CHECK YOUR UNDERSTANDING:
- 1) Using the pension transfer advice text below, decide whether each statement agrees with it: (a) The FCA released PS20/6 in June 2020. (b) Justin Corliss expects the exceptions to the contingent charging ban to cover most cases. (c) According to Justin Corliss, the FCA set many stipulations on ongoing adviser charges. Answer yes or no for each, quoting the words from the text that decide it.
- 2) Answer these questions from the pension transfer advice text below:
(a) In what month and year was CP19/25 proposed?
(b) What is Justin Corliss's job title?
(c) What has the FCA chosen to move forward with to mitigate the impact of the contingent charging ban?

TEXT:
........
Way back in July 2019, CP19/25 proposed a package of measures to change how advisers manage and deliver DB pension transfer advice. The measures set out were significant in comparison to prior consultations in this advice area and they aimed to reduce the number of consumers transferring when it was not in their best interest.

Recent update

On the 5th June 2020 the FCA released their much anticipated response to the 2019 consultation on Pension transfer advice, PS20/6 –‘Pension transfer advice: feedback on CP19/25: our final rules and guidance’.

Commenting on the FCA policy statement on contingent charging, Justin Corliss, Senior Pensions Development and Technical Manager said:

“The FCA’s decision to ban contingent charging except in exceptional circumstances does not come as a surprise even though there is no real evidence that it leads to poor outcomes. To mitigate the impact, the FCA has chosen to move forward with abridged advice as it feels this will be a good low cost solution for many people. The exceptions to the contingent charging ban, the “carve-out”, will only cover a minority of cases. Some people will still be left without access to affordable advice, but there is a feeling that this is the lesser of two evils. What is surprising though is that few stipulations have been made regarding ongoing adviser charges even though this is also a potential conflict of interest.”
........
GIVEN ENTRIES:
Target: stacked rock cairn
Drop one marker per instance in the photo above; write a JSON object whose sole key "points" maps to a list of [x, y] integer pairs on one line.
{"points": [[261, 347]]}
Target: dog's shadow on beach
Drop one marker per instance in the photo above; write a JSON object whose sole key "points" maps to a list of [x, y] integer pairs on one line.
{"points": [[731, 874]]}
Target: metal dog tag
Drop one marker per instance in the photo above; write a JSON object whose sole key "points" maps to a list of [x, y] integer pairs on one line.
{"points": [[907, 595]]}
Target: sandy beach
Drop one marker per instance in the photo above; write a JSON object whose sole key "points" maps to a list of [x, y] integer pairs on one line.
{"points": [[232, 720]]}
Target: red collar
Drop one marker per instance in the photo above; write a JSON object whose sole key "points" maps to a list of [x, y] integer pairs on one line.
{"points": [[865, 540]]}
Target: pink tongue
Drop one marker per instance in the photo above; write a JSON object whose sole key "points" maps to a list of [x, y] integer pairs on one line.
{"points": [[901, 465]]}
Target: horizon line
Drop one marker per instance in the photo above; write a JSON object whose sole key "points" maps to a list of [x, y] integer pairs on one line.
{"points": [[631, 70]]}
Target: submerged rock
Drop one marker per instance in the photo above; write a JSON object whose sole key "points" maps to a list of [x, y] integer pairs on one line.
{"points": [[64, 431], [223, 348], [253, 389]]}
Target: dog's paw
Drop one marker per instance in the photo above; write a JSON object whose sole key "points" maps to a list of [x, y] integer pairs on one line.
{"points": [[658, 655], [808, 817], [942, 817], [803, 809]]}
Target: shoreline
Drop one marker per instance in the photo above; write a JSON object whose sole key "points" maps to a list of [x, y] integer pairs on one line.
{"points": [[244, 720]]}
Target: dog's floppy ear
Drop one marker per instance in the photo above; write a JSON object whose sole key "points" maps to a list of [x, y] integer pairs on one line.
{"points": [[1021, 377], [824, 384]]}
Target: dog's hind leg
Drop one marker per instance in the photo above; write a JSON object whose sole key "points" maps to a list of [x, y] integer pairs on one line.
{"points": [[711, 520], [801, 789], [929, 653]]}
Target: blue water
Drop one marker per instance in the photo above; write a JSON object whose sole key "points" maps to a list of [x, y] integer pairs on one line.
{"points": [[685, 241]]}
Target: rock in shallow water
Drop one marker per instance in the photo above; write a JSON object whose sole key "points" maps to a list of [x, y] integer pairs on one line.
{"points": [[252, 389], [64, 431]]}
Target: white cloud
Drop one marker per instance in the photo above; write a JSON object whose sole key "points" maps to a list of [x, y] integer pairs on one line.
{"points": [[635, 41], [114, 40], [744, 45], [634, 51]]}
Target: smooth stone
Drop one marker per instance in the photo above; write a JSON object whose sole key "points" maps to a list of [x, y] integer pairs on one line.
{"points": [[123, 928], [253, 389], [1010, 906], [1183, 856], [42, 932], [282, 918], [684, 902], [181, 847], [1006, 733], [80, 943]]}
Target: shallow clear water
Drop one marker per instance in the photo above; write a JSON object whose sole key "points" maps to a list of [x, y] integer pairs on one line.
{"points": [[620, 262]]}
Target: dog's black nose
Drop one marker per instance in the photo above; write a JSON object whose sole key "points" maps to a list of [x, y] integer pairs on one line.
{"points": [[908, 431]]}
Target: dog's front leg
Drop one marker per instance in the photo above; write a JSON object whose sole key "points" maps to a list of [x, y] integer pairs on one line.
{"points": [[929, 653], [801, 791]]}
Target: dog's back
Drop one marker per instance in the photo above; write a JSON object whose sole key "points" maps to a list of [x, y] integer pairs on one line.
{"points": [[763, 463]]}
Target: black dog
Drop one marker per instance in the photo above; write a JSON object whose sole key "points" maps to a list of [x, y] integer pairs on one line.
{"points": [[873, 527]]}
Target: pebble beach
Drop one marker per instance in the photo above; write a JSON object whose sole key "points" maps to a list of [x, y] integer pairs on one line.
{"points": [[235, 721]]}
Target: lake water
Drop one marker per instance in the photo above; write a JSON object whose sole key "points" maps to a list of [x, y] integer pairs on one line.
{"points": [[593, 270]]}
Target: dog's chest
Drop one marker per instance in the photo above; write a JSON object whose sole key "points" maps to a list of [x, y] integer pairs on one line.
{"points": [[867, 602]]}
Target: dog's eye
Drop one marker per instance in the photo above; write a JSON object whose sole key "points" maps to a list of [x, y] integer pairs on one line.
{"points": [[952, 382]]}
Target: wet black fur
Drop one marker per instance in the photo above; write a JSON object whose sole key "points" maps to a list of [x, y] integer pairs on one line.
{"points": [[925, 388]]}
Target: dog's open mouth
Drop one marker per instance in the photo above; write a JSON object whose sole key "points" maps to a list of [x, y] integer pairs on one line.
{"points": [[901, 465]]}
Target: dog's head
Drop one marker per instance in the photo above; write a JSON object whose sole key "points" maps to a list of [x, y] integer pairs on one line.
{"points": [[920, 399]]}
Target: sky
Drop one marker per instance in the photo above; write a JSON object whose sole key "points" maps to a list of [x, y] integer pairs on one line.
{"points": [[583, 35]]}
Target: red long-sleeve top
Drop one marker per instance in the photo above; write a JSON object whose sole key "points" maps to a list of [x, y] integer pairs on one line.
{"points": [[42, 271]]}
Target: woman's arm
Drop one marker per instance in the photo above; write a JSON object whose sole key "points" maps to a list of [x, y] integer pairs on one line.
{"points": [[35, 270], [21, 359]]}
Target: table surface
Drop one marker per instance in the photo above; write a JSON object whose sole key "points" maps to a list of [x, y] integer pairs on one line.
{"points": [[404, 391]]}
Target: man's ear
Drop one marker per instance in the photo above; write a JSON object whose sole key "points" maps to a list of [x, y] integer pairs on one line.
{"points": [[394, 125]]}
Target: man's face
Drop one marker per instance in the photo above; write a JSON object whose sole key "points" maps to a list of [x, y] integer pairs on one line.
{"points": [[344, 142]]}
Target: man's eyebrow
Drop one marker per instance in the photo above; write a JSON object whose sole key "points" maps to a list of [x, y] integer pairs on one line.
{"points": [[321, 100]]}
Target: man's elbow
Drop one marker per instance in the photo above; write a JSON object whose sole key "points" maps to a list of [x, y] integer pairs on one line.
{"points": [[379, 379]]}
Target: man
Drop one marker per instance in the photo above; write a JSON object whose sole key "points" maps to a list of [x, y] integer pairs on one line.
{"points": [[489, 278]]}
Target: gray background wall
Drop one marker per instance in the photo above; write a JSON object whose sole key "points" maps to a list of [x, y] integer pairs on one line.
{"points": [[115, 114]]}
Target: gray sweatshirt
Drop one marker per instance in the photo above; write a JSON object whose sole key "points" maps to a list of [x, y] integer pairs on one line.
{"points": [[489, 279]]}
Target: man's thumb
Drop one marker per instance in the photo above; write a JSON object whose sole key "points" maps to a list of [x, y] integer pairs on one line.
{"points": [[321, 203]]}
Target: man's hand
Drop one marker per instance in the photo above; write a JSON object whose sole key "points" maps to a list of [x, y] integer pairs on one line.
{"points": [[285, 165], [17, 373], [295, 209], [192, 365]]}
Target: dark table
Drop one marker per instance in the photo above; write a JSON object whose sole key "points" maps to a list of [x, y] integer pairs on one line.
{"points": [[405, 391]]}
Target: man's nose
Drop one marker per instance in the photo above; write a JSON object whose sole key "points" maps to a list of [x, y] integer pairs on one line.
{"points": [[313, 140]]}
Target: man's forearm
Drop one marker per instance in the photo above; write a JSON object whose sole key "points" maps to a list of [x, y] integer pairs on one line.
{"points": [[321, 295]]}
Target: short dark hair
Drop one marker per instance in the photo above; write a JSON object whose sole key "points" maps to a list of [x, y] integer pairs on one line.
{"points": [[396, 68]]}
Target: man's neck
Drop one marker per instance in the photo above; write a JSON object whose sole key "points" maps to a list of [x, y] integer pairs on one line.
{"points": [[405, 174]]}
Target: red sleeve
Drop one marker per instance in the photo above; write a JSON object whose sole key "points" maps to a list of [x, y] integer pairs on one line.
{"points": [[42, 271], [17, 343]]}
........
SET OF ANSWERS:
- 1)
(a) Yes: "On the 5th June 2020 the FCA released their much anticipated response to the 2019 consultation on Pension transfer advice, PS20/6"
(b) No: "will only cover a minority of cases"
(c) No: "few stipulations have been made regarding ongoing adviser charges"

- 2)
(a) July 2019
(b) Senior Pensions Development and Technical Manager
(c) Abridged advice